YOUR INSTRUCTIONS – In the cotangent thread, after the word "Therefore" in Answer 2, list every equation that Answer 2 states.
* Start SUPPLIED PASSAGE *
How to find cotangent?

Question

Need to find a $3\cot(x+y)$ if $\tan(x)$ and $\tan(y)$ are the solutions of $x^2-3\sqrt{5}\,x +2 = 0$.

I tried to solve this and got $3\sqrt{5}\cdot1/2$, but the answer is $-\sqrt{5}/5$

Answer 1

Since by Vieta's formulas one has $$\tan x+\tan y=-\frac{-3\sqrt 5}{1}=3\sqrt 5,\ \ \ \tan x\tan y=\frac{2}{1}=2,$$ one has $$3\cot(x+y)=3\cdot\frac{1}{\tan(x+y)}=3\cdot\frac{1-\tan x\tan y}{\tan x+\tan y}=\frac{3(1-2)}{3\sqrt 5}=-\frac{\sqrt 5}{5}.$$

Answer 2

\begin{align} & x^2 - 3\sqrt{5}\,x+ 2 = (x-a)(x-b) \\[6pt] = {} & x^2 - (a+b) x + ab. \end{align} Therefore $3\sqrt 5= a+b$ and $2=ab$.

Hence $3\sqrt 5 = \tan x + \tan y$ and $2 = \tan x\tan y$.
* End SUPPLIED PASSAGE *
* Start MATERIAL PROVIDED *
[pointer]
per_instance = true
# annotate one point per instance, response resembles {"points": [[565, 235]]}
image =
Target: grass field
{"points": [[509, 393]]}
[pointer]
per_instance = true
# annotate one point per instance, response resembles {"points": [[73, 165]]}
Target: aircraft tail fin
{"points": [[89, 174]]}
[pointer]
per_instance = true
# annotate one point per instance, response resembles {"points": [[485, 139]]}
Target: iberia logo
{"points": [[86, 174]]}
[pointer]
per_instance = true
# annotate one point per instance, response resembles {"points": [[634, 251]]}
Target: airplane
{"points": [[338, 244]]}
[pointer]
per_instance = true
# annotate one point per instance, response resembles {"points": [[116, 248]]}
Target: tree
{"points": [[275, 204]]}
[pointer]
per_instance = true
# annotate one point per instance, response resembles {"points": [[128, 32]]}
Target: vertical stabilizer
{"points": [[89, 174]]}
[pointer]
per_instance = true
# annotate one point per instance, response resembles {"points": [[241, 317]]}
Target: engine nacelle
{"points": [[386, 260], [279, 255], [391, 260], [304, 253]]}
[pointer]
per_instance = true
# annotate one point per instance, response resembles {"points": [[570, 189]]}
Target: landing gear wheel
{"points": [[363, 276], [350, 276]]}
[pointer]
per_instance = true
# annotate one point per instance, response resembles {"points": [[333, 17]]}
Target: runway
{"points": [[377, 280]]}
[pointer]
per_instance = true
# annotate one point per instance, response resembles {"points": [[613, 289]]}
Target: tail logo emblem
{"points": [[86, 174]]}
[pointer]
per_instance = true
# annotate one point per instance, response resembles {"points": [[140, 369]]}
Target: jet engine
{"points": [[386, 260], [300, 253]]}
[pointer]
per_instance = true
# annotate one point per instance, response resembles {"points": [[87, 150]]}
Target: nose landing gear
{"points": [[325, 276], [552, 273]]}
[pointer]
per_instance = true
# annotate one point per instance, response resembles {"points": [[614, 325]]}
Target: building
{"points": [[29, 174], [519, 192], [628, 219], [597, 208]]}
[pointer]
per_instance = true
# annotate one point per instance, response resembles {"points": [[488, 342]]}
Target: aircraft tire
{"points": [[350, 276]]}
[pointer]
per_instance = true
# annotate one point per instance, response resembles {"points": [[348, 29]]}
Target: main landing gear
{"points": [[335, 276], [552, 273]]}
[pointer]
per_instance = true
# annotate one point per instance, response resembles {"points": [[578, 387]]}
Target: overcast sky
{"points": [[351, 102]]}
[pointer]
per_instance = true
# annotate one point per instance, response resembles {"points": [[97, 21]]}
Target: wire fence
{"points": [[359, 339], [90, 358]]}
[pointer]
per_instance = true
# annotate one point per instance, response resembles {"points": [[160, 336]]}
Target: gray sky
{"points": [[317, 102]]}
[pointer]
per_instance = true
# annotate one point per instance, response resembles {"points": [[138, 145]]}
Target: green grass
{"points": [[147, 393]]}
* End MATERIAL PROVIDED *
FINISHED ANSWER –
- 3√5 = a + b
- 2 = ab
- 3√5 = tan x + tan y
- 2 = tan x tan y